◆ **EXERCISE DETAILS**:
Copy the rows from their beginning through the line with "box: [41, 61, 82, 114]", substituting "coarse mask" for "rough mask" and changing nothing else.

◆ **DATA RECORDS**:
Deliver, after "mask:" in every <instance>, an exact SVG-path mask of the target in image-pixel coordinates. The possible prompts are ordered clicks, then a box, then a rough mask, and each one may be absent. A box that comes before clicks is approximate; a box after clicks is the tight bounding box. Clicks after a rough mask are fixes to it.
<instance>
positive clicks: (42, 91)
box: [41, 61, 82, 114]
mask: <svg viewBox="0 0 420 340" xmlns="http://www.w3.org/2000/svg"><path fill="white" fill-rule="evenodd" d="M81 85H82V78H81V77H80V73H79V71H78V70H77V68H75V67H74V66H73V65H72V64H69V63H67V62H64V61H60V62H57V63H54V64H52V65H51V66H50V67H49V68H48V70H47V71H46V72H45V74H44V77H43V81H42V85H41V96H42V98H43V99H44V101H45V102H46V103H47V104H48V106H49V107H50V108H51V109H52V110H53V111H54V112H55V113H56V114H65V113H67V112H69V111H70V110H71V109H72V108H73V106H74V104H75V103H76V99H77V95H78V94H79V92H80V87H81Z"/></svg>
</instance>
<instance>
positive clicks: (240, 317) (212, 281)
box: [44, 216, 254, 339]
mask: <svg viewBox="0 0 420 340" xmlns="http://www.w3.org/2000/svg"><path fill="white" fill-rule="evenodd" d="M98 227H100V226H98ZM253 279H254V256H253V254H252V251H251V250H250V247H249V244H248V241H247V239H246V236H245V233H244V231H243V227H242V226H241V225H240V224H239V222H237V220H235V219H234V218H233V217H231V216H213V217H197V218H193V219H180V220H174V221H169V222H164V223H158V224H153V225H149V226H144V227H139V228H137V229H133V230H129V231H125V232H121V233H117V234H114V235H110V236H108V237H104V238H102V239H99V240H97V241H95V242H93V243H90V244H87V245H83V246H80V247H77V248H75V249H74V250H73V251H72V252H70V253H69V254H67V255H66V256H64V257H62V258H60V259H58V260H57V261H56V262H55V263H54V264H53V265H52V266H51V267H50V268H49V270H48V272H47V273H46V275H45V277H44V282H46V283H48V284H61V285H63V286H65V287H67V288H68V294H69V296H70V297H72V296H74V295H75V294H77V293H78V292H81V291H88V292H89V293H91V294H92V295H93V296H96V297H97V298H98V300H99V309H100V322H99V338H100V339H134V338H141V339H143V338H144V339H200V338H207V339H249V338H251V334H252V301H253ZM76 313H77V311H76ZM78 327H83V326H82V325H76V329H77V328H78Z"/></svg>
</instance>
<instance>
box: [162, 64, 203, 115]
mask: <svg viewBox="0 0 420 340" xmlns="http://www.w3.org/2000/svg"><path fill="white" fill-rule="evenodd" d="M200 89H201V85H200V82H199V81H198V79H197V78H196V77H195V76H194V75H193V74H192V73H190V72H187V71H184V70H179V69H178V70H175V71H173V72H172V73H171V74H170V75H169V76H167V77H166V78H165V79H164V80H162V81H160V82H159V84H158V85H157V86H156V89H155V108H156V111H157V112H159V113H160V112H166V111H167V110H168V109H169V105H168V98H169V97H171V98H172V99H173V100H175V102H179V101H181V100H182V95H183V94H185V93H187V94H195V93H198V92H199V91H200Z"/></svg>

◆ **RESPONSE TO THIS TASK**:
Deliver, after "mask:" in every <instance>, an exact SVG-path mask of the target in image-pixel coordinates. The possible prompts are ordered clicks, then a box, then a coarse mask, and each one may be absent. A box that comes before clicks is approximate; a box after clicks is the tight bounding box. Clicks after a coarse mask are fixes to it.
<instance>
positive clicks: (42, 91)
box: [41, 61, 82, 114]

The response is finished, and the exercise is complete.